Given passage
%%

Collaborating with researchers from Prof. Ido Amit’s lab, from Israel and abroad, Amir developed and improved novel technologies that enable the comprehensive collection of information regarding the activity of tens of thousands of immune cells in their natural tissue environment. This information includes each cell’s gene expression profile, its relative location in the tissue, the regulatory mechanisms it operates and the signals it sends and receives from neighboring cells. Applying advanced statistical tools, Amir identified complex cellular organizations and characterized important developmental processes, from the differentiation of blood and immune cells in the bone marrow, to the formation of the immune niche during embryonic lung development. Additionally, he showed how blocking a rare cell type or perturbing a specific regulatory pathway can disrupt the system’s performance and cause tissue damage and pathogenicity.
Nowadays, his research allows precise measurements of the immune system in different pathologies, and in the future, these findings will lead toward better diagnostics and the development of personalized treatments.

%%

Exercises to complete
1) Answer these questions using the passage on Amir's immune-cell research:
(a) Whose lab did the collaborating researchers come from?
(b) Which two developmental processes does the passage name as the range Amir characterized?
(c) What does the passage say the findings will lead toward in the future?
2) Carry on the passage about Amir's immune-cell research, picking up after its final sentence.

Input data
%%

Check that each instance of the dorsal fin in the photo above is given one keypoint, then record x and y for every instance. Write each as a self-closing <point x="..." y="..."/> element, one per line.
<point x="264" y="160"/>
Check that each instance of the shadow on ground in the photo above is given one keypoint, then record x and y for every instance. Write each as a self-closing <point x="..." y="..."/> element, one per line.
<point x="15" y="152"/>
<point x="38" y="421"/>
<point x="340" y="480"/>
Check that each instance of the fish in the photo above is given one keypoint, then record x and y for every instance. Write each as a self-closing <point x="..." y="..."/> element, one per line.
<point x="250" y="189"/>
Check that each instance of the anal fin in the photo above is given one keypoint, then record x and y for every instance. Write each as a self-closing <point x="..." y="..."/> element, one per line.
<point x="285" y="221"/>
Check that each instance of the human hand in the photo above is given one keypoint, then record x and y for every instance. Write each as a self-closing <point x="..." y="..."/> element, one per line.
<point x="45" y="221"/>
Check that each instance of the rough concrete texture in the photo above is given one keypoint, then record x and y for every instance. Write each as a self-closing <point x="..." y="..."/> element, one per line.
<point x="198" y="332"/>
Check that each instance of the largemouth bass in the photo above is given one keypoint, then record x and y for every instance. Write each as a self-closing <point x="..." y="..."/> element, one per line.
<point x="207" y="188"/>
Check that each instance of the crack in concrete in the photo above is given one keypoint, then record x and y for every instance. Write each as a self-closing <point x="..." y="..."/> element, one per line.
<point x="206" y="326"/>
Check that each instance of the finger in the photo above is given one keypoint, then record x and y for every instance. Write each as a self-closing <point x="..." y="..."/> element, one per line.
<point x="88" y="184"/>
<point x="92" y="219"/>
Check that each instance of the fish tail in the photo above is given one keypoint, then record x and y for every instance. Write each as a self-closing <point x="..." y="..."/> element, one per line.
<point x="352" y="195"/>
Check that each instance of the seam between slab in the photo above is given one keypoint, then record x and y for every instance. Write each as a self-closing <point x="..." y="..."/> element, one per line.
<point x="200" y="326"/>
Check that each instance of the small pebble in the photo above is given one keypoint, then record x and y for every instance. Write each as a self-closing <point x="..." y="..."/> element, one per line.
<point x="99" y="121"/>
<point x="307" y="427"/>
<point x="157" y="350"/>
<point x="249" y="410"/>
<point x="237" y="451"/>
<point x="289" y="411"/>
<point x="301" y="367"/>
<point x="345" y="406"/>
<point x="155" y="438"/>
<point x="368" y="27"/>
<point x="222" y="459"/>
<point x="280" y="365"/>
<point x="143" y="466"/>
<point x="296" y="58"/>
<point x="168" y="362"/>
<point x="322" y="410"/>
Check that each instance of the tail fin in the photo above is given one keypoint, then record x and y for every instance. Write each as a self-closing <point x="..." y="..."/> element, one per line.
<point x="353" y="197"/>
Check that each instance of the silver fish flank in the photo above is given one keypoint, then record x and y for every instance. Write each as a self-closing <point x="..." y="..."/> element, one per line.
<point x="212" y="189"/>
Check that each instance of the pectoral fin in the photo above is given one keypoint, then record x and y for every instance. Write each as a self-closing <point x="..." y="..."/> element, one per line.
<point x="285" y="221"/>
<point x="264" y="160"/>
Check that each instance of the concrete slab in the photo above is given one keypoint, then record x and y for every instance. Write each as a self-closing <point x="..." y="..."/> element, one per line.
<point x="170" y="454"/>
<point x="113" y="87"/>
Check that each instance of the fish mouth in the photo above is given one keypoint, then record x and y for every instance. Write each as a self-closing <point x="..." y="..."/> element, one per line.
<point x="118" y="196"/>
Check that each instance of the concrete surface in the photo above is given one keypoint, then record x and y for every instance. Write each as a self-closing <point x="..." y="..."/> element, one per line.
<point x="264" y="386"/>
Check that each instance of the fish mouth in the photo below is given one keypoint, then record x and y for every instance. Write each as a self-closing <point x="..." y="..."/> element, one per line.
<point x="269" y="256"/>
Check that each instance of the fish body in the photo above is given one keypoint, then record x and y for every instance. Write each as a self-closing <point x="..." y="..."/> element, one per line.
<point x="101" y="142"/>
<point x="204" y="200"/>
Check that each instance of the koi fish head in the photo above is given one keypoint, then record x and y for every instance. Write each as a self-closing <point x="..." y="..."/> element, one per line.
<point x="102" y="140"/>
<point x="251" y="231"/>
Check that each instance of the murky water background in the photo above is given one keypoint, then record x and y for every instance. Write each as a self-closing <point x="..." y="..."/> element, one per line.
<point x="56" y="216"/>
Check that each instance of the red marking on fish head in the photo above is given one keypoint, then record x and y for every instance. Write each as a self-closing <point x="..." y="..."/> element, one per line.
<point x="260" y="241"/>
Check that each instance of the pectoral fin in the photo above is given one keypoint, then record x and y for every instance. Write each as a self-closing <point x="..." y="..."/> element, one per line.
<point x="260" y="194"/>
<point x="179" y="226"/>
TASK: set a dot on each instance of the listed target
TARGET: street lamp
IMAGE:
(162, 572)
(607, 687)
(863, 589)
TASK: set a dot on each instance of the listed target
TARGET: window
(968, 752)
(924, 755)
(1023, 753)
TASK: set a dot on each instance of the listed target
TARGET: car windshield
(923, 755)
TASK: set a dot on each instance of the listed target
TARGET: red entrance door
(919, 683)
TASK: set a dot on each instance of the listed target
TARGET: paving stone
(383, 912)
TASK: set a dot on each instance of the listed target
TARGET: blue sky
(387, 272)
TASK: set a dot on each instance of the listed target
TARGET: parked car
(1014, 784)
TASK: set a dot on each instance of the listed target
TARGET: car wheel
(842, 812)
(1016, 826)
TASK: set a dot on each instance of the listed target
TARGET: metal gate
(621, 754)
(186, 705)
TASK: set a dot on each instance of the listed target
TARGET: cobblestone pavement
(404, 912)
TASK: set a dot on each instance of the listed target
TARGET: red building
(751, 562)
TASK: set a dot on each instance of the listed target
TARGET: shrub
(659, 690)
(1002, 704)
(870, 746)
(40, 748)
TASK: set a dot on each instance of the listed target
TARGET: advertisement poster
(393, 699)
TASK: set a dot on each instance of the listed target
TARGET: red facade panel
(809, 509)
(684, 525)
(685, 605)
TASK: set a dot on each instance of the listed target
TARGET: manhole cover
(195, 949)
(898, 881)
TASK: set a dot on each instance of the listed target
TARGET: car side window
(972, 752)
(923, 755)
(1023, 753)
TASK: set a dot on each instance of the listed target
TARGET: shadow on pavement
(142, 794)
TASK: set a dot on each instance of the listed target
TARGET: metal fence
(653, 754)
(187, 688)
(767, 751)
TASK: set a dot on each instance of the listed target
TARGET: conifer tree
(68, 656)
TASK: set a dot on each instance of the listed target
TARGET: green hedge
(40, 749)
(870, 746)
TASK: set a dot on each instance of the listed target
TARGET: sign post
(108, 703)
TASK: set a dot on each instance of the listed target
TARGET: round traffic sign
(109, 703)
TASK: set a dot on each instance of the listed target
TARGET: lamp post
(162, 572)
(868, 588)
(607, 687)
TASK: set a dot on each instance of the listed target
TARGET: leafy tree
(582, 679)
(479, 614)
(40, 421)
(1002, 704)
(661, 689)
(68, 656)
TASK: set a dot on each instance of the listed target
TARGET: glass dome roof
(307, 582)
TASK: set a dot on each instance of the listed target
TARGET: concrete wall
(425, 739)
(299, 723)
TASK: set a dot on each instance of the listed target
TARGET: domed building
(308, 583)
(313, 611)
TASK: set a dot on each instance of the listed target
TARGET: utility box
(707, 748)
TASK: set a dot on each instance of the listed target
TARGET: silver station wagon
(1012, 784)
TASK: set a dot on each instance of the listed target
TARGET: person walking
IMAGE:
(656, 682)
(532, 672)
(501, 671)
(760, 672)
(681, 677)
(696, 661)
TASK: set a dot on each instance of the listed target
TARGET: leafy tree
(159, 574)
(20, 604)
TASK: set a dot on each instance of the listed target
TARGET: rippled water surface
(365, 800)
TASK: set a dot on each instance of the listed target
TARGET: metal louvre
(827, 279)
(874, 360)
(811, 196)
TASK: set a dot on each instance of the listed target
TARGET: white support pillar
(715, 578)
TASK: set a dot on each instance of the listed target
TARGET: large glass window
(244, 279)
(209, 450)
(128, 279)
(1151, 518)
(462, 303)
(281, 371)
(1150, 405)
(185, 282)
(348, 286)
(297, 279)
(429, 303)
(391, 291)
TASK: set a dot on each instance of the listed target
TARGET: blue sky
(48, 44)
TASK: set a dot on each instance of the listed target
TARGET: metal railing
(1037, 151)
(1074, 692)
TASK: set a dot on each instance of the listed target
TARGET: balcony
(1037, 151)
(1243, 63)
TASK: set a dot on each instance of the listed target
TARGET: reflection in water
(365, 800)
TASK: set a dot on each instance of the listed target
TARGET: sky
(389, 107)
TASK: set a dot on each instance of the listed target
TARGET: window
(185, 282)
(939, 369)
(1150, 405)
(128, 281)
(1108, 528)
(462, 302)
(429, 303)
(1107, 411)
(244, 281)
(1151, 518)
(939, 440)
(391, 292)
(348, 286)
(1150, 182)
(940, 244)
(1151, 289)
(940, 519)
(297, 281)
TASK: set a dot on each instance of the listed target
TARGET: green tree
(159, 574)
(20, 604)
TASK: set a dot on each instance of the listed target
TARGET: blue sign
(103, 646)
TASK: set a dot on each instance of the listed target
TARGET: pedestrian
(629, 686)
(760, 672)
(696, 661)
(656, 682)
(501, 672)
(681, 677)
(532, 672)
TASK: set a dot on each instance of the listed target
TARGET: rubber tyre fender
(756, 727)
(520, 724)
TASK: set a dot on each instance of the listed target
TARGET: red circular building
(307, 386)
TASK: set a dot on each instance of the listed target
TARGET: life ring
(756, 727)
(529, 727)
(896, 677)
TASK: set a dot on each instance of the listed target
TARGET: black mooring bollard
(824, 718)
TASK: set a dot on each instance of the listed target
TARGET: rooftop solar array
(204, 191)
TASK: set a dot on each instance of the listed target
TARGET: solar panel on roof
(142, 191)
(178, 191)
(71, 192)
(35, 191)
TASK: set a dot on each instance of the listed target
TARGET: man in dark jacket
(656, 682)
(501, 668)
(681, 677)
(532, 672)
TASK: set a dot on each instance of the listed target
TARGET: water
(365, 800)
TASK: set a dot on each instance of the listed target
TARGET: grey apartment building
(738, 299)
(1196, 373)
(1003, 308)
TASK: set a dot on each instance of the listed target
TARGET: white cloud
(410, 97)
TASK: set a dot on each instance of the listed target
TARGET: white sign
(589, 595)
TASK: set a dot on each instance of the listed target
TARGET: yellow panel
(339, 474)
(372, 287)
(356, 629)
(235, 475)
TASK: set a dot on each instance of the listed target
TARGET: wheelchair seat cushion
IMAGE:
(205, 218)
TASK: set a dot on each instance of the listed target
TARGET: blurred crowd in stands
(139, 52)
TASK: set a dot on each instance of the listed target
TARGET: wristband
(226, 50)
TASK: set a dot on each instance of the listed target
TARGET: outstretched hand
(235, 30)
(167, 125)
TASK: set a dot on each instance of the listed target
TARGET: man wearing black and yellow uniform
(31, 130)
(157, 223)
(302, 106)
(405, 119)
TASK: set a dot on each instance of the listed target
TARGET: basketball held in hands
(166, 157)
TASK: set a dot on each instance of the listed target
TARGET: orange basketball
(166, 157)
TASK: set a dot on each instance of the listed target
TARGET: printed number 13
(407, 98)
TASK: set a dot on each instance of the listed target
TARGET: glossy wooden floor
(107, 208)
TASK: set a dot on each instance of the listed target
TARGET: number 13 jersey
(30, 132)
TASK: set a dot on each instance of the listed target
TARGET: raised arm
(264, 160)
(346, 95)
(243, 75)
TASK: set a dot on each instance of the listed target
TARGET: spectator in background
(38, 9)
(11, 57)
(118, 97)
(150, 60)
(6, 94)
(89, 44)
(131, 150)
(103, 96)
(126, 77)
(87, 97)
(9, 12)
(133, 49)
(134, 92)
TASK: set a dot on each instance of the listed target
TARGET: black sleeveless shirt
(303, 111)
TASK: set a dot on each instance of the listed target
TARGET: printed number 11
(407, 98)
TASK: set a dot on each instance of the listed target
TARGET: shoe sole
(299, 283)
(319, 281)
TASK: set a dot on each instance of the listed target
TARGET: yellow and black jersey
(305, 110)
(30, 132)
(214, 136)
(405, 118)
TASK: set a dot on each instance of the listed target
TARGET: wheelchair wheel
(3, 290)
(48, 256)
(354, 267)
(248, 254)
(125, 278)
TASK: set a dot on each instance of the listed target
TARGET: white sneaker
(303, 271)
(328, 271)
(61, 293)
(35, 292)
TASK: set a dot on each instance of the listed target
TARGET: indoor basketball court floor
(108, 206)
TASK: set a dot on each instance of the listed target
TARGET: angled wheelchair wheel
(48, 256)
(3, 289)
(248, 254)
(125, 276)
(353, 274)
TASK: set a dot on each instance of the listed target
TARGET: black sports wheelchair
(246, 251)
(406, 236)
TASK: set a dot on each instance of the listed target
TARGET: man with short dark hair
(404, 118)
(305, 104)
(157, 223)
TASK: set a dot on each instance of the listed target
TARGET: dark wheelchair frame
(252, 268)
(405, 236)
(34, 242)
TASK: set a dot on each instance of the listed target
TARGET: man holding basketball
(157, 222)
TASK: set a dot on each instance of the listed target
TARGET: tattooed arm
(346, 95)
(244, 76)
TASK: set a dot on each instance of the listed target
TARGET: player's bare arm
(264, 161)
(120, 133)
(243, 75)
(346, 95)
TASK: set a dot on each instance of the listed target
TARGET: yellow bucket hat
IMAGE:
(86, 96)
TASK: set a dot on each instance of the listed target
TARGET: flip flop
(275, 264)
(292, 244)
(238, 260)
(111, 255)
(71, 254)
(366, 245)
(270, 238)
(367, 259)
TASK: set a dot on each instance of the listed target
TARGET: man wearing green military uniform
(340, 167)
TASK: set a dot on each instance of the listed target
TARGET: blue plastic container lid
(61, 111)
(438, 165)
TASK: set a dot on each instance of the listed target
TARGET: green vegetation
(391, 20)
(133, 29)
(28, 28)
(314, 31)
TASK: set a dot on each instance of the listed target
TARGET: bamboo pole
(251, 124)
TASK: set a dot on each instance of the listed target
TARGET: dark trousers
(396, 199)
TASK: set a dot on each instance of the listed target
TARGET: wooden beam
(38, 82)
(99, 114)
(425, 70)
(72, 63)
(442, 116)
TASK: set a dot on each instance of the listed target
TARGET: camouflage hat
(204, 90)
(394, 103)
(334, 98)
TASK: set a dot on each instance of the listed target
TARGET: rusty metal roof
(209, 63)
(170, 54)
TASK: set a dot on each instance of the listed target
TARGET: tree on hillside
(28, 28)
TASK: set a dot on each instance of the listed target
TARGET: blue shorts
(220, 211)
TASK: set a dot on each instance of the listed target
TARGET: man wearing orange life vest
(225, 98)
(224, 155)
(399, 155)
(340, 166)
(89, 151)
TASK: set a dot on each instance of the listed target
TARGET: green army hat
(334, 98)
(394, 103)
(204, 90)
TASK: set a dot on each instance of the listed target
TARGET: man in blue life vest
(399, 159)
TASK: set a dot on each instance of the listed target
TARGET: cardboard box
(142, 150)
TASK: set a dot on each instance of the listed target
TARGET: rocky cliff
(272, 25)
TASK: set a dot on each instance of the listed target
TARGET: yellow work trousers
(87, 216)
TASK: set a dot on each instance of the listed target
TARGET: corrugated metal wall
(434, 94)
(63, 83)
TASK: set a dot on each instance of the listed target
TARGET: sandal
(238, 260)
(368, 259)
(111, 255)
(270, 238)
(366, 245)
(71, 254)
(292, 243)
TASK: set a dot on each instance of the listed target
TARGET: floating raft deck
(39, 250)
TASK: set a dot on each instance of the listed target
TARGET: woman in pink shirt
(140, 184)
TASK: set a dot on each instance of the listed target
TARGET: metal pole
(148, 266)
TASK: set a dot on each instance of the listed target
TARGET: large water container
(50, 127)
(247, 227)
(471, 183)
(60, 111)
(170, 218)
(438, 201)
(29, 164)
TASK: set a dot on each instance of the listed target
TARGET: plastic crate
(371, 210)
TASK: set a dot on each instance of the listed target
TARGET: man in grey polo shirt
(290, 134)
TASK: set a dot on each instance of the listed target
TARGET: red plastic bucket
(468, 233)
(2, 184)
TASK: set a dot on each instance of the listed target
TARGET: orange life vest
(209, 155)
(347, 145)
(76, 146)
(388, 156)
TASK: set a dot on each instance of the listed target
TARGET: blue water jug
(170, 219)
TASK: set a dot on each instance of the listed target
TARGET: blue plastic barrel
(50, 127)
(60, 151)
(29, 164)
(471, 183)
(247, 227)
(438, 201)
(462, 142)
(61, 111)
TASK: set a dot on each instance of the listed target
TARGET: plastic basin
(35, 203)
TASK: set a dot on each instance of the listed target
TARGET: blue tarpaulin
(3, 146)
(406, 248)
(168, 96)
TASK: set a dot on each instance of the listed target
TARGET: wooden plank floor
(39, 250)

%%

Answers by item
1)
(a) Prof. Ido Amit's lab.
(b) The differentiation of blood and immune cells in the bone marrow, and the formation of the immune niche during embryonic lung development.
(c) Better diagnostics and the development of personalized treatments.

2)
Niv Zmora
A physician practicing internal medicine in the Tel Aviv Sourasky Medical Center, is on a PhD track at Professor Eran Elinav’s lab, in the Weizmann Institute of Science. In his research he focuses on the interactions between humans and their resident bacteria (collectively termed the ‘microbiome’), and on the mechanisms by which disruption in their composition or function may trigger or exacerbate various medical conditions, such as inflammation and metabolic diseases. He studied interventions intended to harness the microbiome in order to promote health by manipulating the gut bacteria. His research has elucidated the limitations in the currently available probiotic therapy, and uncovered previously unappreciated effects of probiotics administration. In addition, he delineated how the microbiome composition can serve as a diagnostic and prognostic biomarker, and how it can be utilised to devise personally-tailored diets that maintain blood glycemic control.